* [AUFGABE]: Gib aus dem Textauszug die Stelle von „eine Entwaffnung sei“ bis einschließlich „Hoff­nungen hinreichenden Aufschluß.“ Wort für Wort wieder.

Wie lebendig der Rache-Gedanke in Frankreich noch immer ist. zeigen folgende Ausführungen des nationalistischen Abgeordneten Millevoyein der Kammer­debatte über die auswärtige Politik Frankreichs. Millevoye sagte, die sozialistischen Ideen über Ent­waffnung seien Träumereien. Das beste Unterpfand des Friedens sei stete Kriegsbereitschaft und das französisch-russische Bündnis. Rußland sei es gewesen, welches im Jahre 1875 Deutschland verhindert habe, Frankreich endgültig den Garaus zu machen. Daß der Friede in Europa erhalten worden sei, verdanke man dem Kaiser Allexander III. Das Recht Frank­reichs auf Elsaß-Lothringen sei unbestreitbar, und

eine Entwaffnung sei unmöglich, bevor diese Frage gelöst sei. Das ist deutlich genug und giebt wenigstens über die auf chauvinistischer Seite bestehenden Hoff­nungen hinreichenden Aufschluß.

In der Schweiz hat am Sonntag eine wichtige allgemeine Volksabstimmung stattgefunden. Sie galt dem neuen Zolltarif, welcher die Grundlage für die künftigen Handelsvertragsverhandlungen der schweizerischen Bundesregierung mit dem Auslande bilden soll. Die Volksabstimmung ergab die Ge­nehmigung des neuen Tarifs mit 329 000 Stimmen gegen 223000 Stimmen. Immerhin ist diese nicht unbedeutende Minderheit gegen den neuen schweizer­ischen Zolltarif bemerkenswert.

Die Los von Rom-Bewegung in Oesterreich Nach den jüngst verlautbarten amtlichen Zahlen der Uebertritte zur evangelischen Kirche darf auch der Erfolg des Jahres 1902 als ein verhältnismäßig günstiger bezeichnet werden, wenngleich nicht zu leugnen ist, daß die innerpolitischen Vorgänge nnd die Ungunst der Verhältnisse die deutsch-kirchliche Bewegung wesent­lich beeinflußt haben. Im ganzen Jahre 1902 traten in der österreichischen Reichshälfte zu der evangelischen Kirche Augsburgischen und Helvetischen Bekenntnisses 4624 Personen, davon aus der römisch-katholischen Kirche 4247 und zwar 1792 Männer, 1643 Frauen und 812 Kinder unter 7 Jahren, aus anderen Be­kenntnissen 377 Personen über. Hiervon entfallen auf alle Superintendentialbezirke Böhmens 2042, auf die beiden Wiener Superintendenzen 1492 Uebertritte. Seit Beginn der Uebertrittsbewegung sind in Oester­reich allein zur evangelischen Kirche beider Bekenntnisse 22 706 Uebertritte, davon 21292 aus der römisch- katholischen Kirche, 1414 aus anderen Erkenntnissen erfolgt. In diesem Zeitraum entfallen auf Böhmen 11 635, auf die Hauptstadt Wien rund 5000 Ueber­tritte. Zur altkatholischen Kirche sind seit 1. Januar 1899 bis 31. Dez. 1901 insgesamt 9469 Personen übergetreten. Zieht man nun zu dieser Gesamtheit der Uebertritte von 32 175 noch die nicht unbeträchtliche Zahl der konfessionslos Gebliebenen, ferner die der häufigen im Auslande erfolgten Uebertritte österreich­ischer Staatsangehöriger hinzu, so ist der der römischen Kirche aus der Bewegung bisher erwachsene Verlust auf mindestens 35000 Seelen zu bemessen.

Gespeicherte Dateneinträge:
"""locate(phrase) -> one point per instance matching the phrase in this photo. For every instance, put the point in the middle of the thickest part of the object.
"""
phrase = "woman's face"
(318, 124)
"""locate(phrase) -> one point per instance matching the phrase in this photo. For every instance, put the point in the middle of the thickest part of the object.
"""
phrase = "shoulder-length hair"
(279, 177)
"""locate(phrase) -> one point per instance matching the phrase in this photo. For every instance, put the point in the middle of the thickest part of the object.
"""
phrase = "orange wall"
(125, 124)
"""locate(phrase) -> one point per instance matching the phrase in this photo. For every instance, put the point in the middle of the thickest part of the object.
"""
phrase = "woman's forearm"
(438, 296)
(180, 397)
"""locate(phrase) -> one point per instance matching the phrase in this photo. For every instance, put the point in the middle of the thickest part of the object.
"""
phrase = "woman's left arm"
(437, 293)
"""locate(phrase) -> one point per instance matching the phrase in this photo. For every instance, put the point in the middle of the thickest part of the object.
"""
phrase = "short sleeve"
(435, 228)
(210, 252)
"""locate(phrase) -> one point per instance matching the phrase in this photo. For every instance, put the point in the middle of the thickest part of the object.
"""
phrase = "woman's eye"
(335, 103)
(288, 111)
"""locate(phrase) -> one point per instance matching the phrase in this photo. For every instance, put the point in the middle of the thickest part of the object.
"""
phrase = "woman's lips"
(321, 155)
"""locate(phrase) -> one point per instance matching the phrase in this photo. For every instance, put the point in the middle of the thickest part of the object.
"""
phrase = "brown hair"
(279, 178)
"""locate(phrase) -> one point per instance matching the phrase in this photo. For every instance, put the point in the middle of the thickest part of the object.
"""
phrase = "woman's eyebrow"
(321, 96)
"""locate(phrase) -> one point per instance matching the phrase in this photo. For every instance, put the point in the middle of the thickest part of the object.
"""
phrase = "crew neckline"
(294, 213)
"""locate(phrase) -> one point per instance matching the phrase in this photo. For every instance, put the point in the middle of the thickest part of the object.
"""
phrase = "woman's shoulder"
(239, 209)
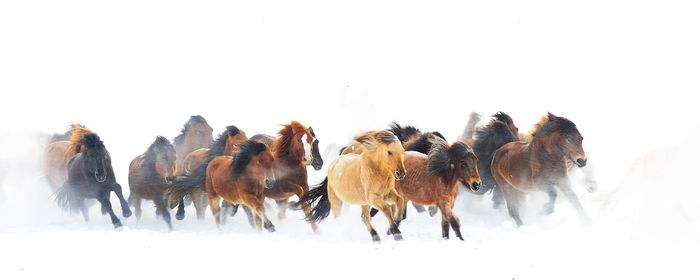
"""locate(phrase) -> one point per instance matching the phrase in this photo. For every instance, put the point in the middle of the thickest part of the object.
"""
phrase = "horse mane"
(551, 123)
(403, 133)
(249, 149)
(441, 158)
(194, 120)
(423, 143)
(285, 146)
(151, 154)
(218, 147)
(78, 132)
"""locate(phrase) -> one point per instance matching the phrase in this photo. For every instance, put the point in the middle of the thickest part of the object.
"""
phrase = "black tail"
(488, 140)
(323, 206)
(183, 185)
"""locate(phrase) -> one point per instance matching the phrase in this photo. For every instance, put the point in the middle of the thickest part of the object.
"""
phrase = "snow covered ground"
(624, 71)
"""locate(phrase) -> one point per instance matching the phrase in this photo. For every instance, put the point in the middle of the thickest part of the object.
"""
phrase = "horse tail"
(184, 185)
(323, 206)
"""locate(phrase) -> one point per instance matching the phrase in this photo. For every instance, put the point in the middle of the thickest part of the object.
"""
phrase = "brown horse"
(241, 180)
(540, 165)
(366, 179)
(434, 180)
(59, 153)
(195, 134)
(294, 148)
(148, 175)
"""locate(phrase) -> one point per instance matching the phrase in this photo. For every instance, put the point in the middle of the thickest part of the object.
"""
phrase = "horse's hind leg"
(379, 203)
(549, 206)
(180, 214)
(365, 219)
(104, 200)
(160, 206)
(117, 189)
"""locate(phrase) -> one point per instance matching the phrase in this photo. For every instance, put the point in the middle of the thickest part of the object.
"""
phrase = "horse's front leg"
(117, 189)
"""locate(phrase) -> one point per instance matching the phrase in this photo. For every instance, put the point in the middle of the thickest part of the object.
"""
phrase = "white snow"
(624, 71)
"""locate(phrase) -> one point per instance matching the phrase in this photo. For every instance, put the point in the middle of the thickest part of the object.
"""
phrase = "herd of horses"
(380, 170)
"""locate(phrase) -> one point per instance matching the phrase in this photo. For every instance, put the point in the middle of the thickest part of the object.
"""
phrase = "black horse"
(90, 175)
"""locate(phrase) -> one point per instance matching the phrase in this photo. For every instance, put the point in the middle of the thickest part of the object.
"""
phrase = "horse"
(540, 165)
(149, 173)
(195, 134)
(58, 153)
(90, 175)
(434, 179)
(499, 131)
(225, 144)
(239, 179)
(367, 179)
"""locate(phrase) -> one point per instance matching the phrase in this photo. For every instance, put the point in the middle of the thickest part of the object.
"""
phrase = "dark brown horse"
(294, 148)
(59, 153)
(434, 180)
(90, 175)
(195, 134)
(148, 175)
(241, 179)
(540, 165)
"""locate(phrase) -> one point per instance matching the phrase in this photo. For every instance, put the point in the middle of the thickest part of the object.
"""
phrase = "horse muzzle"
(399, 175)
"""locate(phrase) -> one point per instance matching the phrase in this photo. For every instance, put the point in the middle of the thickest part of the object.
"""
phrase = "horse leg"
(160, 206)
(552, 193)
(104, 200)
(199, 205)
(365, 219)
(135, 200)
(282, 205)
(565, 188)
(117, 189)
(215, 209)
(379, 203)
(419, 208)
(180, 214)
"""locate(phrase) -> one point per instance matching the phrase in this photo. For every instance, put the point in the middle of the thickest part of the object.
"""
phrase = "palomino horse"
(366, 179)
(540, 165)
(90, 175)
(434, 180)
(195, 134)
(59, 153)
(148, 175)
(240, 179)
(225, 144)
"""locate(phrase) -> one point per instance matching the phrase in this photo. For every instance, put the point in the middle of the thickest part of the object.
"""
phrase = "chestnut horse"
(59, 153)
(540, 165)
(195, 134)
(148, 175)
(90, 175)
(239, 179)
(367, 179)
(434, 180)
(225, 144)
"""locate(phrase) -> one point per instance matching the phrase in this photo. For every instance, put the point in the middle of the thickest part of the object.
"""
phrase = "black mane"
(194, 120)
(249, 149)
(218, 147)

* [ANTWORT]:
eine Entwaffnung sei unmöglich, bevor diese Frage gelöst sei. Das ist deutlich genug und giebt wenigstens über die auf chauvinistischer Seite bestehenden Hoff­nungen hinreichenden Aufschluß.